━━━━━ DATA FOR THE TASK ━━━━━
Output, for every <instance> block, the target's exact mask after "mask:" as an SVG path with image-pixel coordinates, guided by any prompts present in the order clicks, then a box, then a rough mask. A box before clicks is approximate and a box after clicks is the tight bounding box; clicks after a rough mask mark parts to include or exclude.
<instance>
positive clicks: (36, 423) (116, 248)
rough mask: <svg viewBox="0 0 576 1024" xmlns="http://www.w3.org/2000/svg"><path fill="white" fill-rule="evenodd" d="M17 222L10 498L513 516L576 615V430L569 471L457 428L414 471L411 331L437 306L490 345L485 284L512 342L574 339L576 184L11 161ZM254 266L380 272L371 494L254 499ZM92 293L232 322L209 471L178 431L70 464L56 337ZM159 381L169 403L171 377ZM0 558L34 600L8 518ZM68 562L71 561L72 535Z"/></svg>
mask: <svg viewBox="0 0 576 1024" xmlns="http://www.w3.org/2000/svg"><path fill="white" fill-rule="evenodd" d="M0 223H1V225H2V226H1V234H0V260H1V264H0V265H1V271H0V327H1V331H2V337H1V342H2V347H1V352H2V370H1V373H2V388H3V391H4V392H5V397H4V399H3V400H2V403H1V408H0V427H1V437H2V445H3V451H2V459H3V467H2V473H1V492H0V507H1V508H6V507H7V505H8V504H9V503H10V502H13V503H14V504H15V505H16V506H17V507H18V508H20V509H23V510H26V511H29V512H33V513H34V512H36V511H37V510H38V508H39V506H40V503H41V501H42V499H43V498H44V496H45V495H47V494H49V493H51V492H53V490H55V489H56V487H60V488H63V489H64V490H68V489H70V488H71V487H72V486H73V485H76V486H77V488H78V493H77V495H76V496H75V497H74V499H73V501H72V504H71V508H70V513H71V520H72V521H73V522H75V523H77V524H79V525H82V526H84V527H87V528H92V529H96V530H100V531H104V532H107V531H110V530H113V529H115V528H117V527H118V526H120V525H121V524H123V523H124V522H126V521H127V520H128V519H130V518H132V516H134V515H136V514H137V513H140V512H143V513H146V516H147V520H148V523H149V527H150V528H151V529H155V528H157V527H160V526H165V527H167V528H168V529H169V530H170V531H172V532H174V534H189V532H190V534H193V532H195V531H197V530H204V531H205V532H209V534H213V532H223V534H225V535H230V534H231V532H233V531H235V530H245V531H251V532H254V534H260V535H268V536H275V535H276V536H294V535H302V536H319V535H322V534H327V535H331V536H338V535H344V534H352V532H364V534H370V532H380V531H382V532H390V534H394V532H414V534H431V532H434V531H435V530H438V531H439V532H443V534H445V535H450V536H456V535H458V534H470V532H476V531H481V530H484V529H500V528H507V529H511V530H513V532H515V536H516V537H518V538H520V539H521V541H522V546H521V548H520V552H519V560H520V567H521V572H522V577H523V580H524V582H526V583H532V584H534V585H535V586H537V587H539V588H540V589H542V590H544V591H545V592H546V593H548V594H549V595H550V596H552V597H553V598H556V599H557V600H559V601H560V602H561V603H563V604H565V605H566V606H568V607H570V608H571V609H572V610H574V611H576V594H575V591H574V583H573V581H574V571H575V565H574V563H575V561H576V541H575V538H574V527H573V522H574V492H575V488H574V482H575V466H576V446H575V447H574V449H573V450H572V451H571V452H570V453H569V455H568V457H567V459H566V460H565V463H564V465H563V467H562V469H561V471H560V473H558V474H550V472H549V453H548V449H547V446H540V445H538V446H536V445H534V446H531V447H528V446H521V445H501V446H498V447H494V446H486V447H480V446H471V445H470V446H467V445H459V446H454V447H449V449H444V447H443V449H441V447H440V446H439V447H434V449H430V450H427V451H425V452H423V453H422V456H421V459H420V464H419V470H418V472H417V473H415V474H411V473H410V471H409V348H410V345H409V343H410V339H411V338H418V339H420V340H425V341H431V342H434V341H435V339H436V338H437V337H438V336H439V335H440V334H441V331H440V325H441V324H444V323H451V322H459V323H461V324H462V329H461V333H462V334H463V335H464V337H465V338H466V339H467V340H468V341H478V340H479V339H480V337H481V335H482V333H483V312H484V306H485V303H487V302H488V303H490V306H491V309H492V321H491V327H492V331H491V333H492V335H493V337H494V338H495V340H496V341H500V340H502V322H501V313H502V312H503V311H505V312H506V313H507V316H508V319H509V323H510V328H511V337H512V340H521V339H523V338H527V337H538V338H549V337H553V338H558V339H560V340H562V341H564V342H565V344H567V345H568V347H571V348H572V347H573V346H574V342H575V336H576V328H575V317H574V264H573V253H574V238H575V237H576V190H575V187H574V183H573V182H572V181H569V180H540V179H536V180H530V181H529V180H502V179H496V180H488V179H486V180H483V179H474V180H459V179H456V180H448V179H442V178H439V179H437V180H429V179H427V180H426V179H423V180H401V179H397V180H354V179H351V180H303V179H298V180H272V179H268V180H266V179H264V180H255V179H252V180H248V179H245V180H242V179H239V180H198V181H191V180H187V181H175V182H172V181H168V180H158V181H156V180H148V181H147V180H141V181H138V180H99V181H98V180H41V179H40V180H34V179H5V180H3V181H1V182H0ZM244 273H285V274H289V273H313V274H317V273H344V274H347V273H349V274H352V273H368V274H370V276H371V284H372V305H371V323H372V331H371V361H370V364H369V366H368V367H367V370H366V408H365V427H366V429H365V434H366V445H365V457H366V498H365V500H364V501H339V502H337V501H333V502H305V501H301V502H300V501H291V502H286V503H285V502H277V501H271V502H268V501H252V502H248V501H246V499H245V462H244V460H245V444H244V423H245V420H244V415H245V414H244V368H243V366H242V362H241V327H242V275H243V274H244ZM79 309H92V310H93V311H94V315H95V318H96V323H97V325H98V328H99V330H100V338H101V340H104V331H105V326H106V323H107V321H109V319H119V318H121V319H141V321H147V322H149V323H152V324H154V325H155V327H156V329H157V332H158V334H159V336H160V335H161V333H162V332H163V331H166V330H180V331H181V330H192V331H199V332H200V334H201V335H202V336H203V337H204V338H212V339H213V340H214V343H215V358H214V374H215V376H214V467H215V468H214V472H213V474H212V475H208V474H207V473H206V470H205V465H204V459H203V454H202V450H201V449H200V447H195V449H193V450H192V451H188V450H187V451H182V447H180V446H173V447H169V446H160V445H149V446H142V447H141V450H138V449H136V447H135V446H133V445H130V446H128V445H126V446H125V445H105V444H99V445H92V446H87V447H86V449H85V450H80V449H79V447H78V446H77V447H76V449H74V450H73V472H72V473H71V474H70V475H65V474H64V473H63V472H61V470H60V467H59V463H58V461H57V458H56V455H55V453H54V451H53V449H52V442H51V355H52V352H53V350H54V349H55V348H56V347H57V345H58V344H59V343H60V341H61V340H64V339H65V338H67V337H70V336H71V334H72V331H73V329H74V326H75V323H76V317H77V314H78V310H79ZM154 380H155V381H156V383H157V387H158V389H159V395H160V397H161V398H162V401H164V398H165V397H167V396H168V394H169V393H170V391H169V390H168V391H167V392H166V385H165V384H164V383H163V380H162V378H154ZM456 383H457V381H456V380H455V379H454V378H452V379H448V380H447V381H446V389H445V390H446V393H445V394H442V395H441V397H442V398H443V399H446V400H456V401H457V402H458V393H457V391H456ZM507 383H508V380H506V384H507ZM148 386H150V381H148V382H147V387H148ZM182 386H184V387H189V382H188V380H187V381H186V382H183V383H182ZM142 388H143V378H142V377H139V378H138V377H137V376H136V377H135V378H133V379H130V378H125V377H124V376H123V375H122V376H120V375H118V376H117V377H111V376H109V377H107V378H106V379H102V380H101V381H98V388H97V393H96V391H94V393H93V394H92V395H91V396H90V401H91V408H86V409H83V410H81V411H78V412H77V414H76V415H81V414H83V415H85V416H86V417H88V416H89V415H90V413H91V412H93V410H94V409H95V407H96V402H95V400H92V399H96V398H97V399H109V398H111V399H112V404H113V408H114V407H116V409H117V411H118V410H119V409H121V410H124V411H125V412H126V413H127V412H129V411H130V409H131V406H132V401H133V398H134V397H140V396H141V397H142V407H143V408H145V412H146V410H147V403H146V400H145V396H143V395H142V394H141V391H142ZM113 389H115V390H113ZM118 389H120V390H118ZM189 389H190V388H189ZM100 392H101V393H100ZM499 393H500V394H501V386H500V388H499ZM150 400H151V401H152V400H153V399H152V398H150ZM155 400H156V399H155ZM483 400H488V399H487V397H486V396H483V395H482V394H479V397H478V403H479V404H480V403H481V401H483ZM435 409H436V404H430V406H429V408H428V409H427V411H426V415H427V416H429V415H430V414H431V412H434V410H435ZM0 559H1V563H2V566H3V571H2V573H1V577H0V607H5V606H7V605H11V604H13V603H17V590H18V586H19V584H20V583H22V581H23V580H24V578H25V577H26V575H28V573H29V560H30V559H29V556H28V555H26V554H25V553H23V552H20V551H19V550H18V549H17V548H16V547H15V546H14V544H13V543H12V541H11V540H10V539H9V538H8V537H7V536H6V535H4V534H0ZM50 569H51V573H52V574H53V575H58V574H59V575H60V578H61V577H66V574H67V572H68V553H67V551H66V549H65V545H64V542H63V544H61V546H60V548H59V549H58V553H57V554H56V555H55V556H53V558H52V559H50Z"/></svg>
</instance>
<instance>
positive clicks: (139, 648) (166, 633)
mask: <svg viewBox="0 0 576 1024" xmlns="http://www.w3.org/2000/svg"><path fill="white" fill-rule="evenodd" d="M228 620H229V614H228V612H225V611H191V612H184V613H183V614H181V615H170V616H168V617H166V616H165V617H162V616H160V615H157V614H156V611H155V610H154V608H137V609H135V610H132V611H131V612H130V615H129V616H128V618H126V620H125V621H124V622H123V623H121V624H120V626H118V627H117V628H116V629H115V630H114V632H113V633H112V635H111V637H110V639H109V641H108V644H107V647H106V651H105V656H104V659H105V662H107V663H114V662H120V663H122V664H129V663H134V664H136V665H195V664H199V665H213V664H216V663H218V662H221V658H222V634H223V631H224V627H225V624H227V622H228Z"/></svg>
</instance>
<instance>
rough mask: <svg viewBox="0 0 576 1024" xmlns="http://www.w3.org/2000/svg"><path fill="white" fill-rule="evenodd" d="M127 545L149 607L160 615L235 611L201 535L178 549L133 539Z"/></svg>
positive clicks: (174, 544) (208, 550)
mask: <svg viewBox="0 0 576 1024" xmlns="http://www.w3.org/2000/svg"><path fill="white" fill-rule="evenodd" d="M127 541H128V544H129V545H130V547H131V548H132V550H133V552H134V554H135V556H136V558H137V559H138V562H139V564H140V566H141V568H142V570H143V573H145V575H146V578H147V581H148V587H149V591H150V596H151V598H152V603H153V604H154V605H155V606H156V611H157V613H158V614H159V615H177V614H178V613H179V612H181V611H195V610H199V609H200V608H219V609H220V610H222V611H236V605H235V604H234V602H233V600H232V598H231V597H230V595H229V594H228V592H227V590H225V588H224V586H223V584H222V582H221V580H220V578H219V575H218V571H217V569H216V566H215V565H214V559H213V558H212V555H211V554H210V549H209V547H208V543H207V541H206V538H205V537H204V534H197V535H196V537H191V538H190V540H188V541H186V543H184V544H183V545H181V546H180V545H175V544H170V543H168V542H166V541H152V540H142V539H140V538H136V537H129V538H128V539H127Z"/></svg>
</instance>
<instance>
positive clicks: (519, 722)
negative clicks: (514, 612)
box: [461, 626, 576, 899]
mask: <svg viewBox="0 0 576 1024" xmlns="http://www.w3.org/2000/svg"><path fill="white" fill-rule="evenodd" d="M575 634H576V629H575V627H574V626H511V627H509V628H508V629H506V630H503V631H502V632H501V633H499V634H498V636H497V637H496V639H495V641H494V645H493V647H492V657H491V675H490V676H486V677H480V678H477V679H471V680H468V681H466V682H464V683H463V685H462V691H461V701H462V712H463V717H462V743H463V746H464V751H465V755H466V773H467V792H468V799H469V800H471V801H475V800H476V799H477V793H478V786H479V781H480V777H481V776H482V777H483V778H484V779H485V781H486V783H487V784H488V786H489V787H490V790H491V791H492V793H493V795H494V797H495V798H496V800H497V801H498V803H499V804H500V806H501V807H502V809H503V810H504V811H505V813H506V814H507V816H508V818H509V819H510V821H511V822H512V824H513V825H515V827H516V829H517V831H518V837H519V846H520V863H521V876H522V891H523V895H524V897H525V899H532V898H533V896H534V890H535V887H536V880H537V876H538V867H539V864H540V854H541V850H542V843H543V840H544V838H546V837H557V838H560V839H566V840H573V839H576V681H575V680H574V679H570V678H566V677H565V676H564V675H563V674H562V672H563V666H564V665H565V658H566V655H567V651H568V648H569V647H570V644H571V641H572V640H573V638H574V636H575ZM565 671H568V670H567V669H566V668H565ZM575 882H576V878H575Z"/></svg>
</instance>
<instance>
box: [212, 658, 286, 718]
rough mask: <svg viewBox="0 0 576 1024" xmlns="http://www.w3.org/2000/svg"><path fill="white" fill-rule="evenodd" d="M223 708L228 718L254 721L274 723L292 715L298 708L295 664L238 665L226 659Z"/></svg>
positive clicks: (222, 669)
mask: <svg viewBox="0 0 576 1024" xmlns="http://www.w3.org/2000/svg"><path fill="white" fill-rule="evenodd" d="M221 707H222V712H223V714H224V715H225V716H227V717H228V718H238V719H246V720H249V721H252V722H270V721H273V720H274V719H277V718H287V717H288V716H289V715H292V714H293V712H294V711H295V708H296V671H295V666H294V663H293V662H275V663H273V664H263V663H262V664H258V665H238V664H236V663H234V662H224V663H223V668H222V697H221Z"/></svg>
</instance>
━━━━━
**WHAT TO WORK ON**
If a line falls between the first line of the data above and the line holding "positive clicks: (36, 423) (116, 248)", inclusive, retype it exactly; retype no other line.

**RESULT OF THIS TASK**
Output, for every <instance> block, the target's exact mask after "mask:" as an SVG path with image-pixel coordinates, guided by any prompts present in the order clicks, then a box, then a rough mask. A box before clicks is approximate and a box after clicks is the tight bounding box; clicks after a rough mask mark parts to include or exclude.
<instance>
positive clicks: (36, 423) (116, 248)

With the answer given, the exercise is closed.